### [Data listing]
** begin **
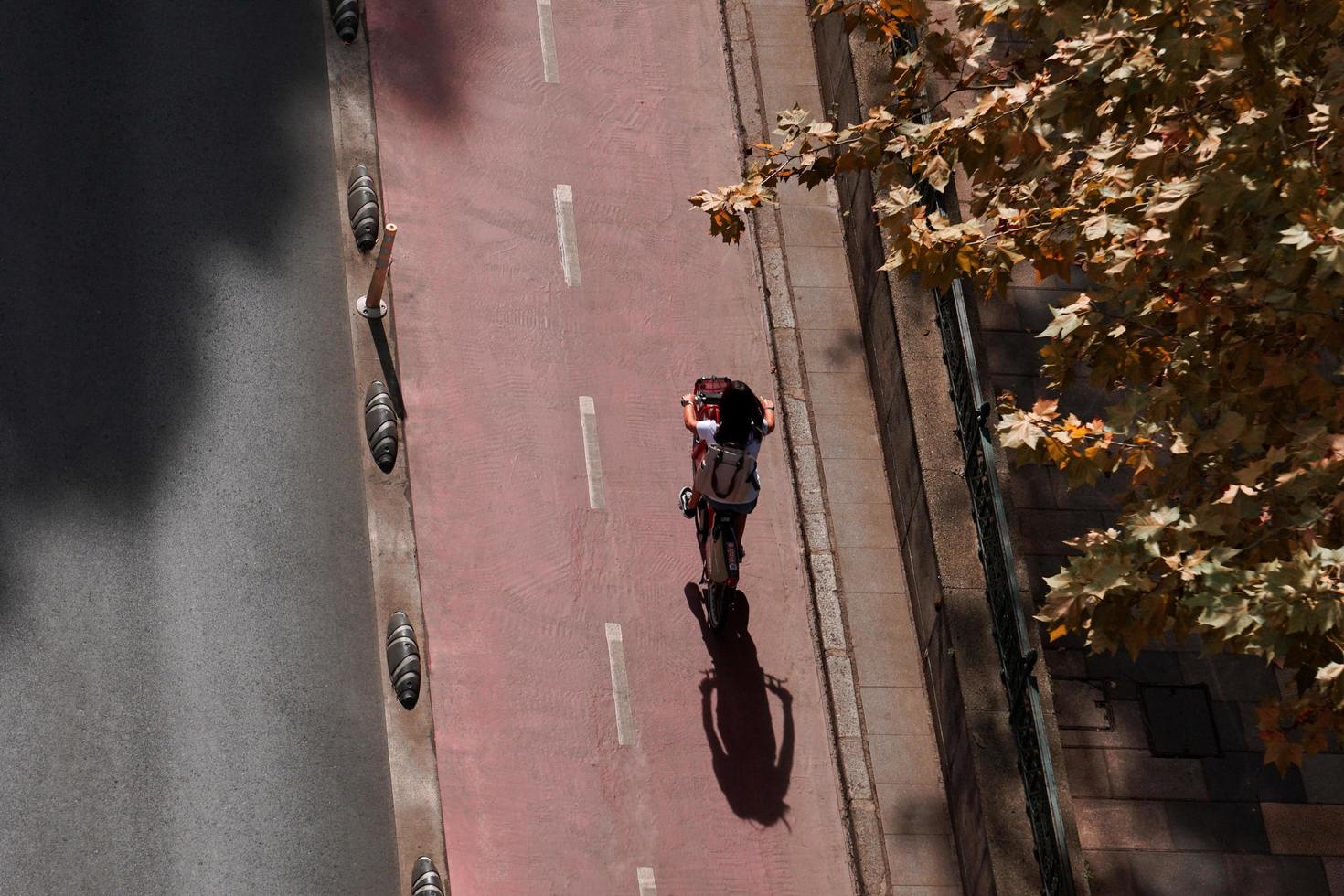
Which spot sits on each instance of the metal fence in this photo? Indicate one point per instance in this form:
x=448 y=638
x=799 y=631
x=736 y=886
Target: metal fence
x=1017 y=660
** end **
### [JOB]
Can you swap "metal fence" for "iron railing" throughout the lines above, keeping everything else the same and leaving out the pictures?

### [ANSWER TO THE EXERCISE]
Which spot sits on each instance of the iron railing in this photo? Indicate one point per instance in this form:
x=448 y=638
x=799 y=631
x=736 y=886
Target: iron railing
x=1017 y=660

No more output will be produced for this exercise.